● **Problem statement**
Recast each line of the material below as a row of a Markdown table, with the columns "No." for the row number and "Text" for the line, and leave out any blank lines.

● **Extracted entries**
·····
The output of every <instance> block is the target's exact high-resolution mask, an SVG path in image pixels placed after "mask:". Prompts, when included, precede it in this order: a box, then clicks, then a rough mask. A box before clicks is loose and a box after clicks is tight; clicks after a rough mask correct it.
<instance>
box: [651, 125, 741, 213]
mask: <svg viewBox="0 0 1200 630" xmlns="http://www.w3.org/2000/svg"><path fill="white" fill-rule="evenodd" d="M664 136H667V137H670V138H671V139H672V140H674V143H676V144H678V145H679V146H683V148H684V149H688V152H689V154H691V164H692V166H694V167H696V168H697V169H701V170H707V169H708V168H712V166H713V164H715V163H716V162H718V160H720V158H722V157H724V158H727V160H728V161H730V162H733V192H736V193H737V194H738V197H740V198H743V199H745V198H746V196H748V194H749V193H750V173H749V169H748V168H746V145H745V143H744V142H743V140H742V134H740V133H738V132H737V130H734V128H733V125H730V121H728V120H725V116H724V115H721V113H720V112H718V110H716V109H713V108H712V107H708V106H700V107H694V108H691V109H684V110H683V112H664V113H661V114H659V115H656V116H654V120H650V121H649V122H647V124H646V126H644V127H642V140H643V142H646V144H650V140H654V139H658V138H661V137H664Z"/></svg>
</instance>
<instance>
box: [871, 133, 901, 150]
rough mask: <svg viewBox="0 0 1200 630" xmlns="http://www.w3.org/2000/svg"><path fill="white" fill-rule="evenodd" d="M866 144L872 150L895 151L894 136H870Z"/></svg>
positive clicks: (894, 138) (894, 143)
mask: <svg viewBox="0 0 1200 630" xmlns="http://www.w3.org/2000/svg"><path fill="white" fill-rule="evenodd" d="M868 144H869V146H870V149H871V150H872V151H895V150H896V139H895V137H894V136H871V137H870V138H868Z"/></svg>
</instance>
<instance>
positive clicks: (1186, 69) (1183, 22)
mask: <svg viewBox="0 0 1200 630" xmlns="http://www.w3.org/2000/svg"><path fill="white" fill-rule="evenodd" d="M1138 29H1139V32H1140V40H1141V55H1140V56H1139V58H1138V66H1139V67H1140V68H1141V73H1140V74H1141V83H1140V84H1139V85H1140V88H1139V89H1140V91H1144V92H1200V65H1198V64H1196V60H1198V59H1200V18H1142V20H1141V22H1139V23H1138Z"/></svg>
·····
● **Completed exercise**
| No. | Text |
|---|---|
| 1 | The output of every <instance> block is the target's exact high-resolution mask, an SVG path in image pixels placed after "mask:". Prompts, when included, precede it in this order: a box, then clicks, then a rough mask. A box before clicks is loose and a box after clicks is tight; clicks after a rough mask correct it. |
| 2 | <instance> |
| 3 | box: [651, 125, 741, 213] |
| 4 | mask: <svg viewBox="0 0 1200 630" xmlns="http://www.w3.org/2000/svg"><path fill="white" fill-rule="evenodd" d="M664 136H667V137H670V138H671V139H672V140H674V143H676V144H678V145H679V146H683V148H684V149H688V152H689V154H691V164H692V166H694V167H696V168H697V169H701V170H707V169H708V168H712V166H713V164H715V163H716V162H718V160H720V158H722V157H724V158H727V160H728V161H730V162H733V192H736V193H737V194H738V197H740V198H743V199H745V198H746V196H748V194H749V193H750V173H749V169H748V168H746V145H745V143H744V142H743V140H742V134H740V133H738V132H737V130H734V128H733V125H730V121H728V120H725V116H724V115H721V113H720V112H718V110H716V109H713V108H712V107H708V106H700V107H694V108H691V109H684V110H683V112H664V113H661V114H659V115H656V116H654V120H650V121H649V122H647V124H646V126H644V127H642V140H643V142H646V144H650V140H654V139H658V138H661V137H664Z"/></svg> |
| 5 | </instance> |
| 6 | <instance> |
| 7 | box: [871, 133, 901, 150] |
| 8 | rough mask: <svg viewBox="0 0 1200 630" xmlns="http://www.w3.org/2000/svg"><path fill="white" fill-rule="evenodd" d="M866 144L872 150L895 151L894 136H870Z"/></svg> |
| 9 | positive clicks: (894, 138) (894, 143) |
| 10 | mask: <svg viewBox="0 0 1200 630" xmlns="http://www.w3.org/2000/svg"><path fill="white" fill-rule="evenodd" d="M868 144H869V146H870V149H871V150H872V151H895V150H896V139H895V137H894V136H871V137H870V138H868Z"/></svg> |
| 11 | </instance> |
| 12 | <instance> |
| 13 | positive clicks: (1186, 69) (1183, 22) |
| 14 | mask: <svg viewBox="0 0 1200 630" xmlns="http://www.w3.org/2000/svg"><path fill="white" fill-rule="evenodd" d="M1138 29H1139V32H1140V40H1141V55H1140V56H1139V58H1138V66H1139V67H1140V68H1141V73H1140V74H1141V83H1140V84H1139V85H1140V88H1139V89H1140V91H1144V92H1200V65H1198V64H1196V60H1198V59H1200V18H1142V20H1141V22H1139V23H1138Z"/></svg> |